- **Problem**: Please keep the images out and set down the data exactly as given.

------

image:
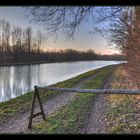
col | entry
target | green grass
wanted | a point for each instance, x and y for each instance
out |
(22, 103)
(71, 118)
(123, 116)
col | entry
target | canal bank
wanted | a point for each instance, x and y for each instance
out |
(19, 106)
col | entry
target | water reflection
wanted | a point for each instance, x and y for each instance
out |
(17, 80)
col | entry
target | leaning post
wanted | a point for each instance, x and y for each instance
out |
(32, 107)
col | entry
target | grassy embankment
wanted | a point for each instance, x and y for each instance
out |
(22, 103)
(71, 118)
(124, 114)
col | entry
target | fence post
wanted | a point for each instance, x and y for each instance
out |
(32, 115)
(32, 107)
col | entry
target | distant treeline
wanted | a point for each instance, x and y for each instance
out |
(21, 45)
(74, 55)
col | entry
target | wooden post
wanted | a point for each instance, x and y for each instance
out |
(32, 115)
(40, 103)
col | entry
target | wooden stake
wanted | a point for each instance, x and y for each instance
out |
(32, 115)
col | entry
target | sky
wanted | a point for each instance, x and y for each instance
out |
(83, 40)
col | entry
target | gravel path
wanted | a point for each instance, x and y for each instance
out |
(97, 123)
(18, 124)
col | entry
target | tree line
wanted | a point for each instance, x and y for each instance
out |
(120, 25)
(21, 45)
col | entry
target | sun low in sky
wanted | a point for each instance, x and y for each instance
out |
(82, 41)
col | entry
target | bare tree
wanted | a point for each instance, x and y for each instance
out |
(66, 19)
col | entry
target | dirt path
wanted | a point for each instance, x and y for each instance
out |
(19, 124)
(97, 123)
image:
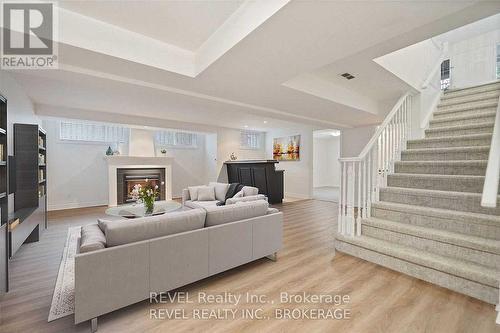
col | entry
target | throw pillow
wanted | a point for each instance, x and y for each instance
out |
(193, 192)
(249, 191)
(220, 190)
(239, 194)
(206, 193)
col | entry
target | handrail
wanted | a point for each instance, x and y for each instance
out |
(492, 177)
(363, 175)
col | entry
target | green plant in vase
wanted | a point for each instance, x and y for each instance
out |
(147, 195)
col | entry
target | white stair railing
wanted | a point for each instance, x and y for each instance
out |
(362, 176)
(491, 180)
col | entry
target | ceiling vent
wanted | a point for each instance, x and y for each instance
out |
(347, 76)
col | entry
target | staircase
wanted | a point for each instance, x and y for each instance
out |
(428, 221)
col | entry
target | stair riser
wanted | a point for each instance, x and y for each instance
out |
(462, 131)
(460, 113)
(473, 170)
(478, 120)
(470, 98)
(469, 105)
(457, 185)
(448, 156)
(432, 246)
(465, 204)
(471, 91)
(471, 228)
(477, 290)
(449, 143)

------

- **Answer to the exercise**:
image:
col | entry
target | green grass
wanted | a point for each instance, x and y for each instance
out |
(22, 103)
(71, 118)
(123, 116)
col | entry
target | canal bank
wanted | a point for each instance, x and y for each instance
out |
(19, 106)
col | entry
target | water reflection
wanted | a point for each instance, x and y for each instance
out |
(17, 80)
col | entry
target | leaning post
wanted | a point for each instance, x and y for each instance
out |
(32, 107)
col | entry
target | grassy embankment
wanted | a point for each instance, x and y for each instance
out |
(22, 103)
(71, 118)
(124, 114)
col | entry
target | fence post
wanted | a point for each instance, x and y for each instance
out |
(32, 115)
(32, 107)
col | entry
target | distant treeline
wanted | a point for each instance, x and y for each instance
out |
(21, 45)
(74, 55)
col | entry
target | wooden post
wanted | a point for each instance, x and y for each instance
out |
(32, 115)
(40, 103)
col | entry
target | wooden stake
wanted | a point for each instance, x and y for each instance
out |
(32, 115)
col | entry
target | sky
wanted | a point for each instance, x and y for each instance
out |
(83, 40)
col | entry
target | gravel path
wanted | a point for each instance, x and y for each instance
out |
(97, 123)
(18, 124)
col | entry
target | tree line
wanted | a point for each instance, x and y for each instance
out |
(120, 25)
(21, 45)
col | entry
target | sun low in sky
wanted | a point for each instance, x and y for each instance
out |
(82, 41)
col | entry
target | bare tree
wanted | a point for each instance, x and y for each instance
out |
(66, 19)
col | entry
target | dirt path
wanted | a point for each instance, x and y for each instance
out |
(19, 124)
(97, 123)
image:
col | entry
target | throw pillow
wanted | a point for each instance, x and y for each instance
out |
(193, 192)
(249, 191)
(220, 190)
(239, 194)
(206, 193)
col | entry
target | handrail
wanted | a point for each instance, x and y for each instance
out |
(492, 177)
(363, 175)
col | entry
target | green plant in vase
wanted | a point for each instance, x and y for each instance
out |
(147, 195)
col | entry
target | white stair railing
wanted | a point for each instance, x and y for each instance
out |
(362, 176)
(491, 180)
col | entry
target | ceiling vent
wanted | a point for each instance, x and y for each instance
out |
(347, 76)
col | entry
target | staircase
wanted | a point for each instance, x and y for each instance
out |
(428, 221)
col | entry
target | stair riser
wanted | a point for each instance, x and y for each instance
out |
(462, 131)
(460, 113)
(473, 170)
(478, 120)
(470, 98)
(469, 105)
(457, 185)
(448, 156)
(432, 246)
(465, 204)
(471, 91)
(471, 228)
(477, 290)
(449, 143)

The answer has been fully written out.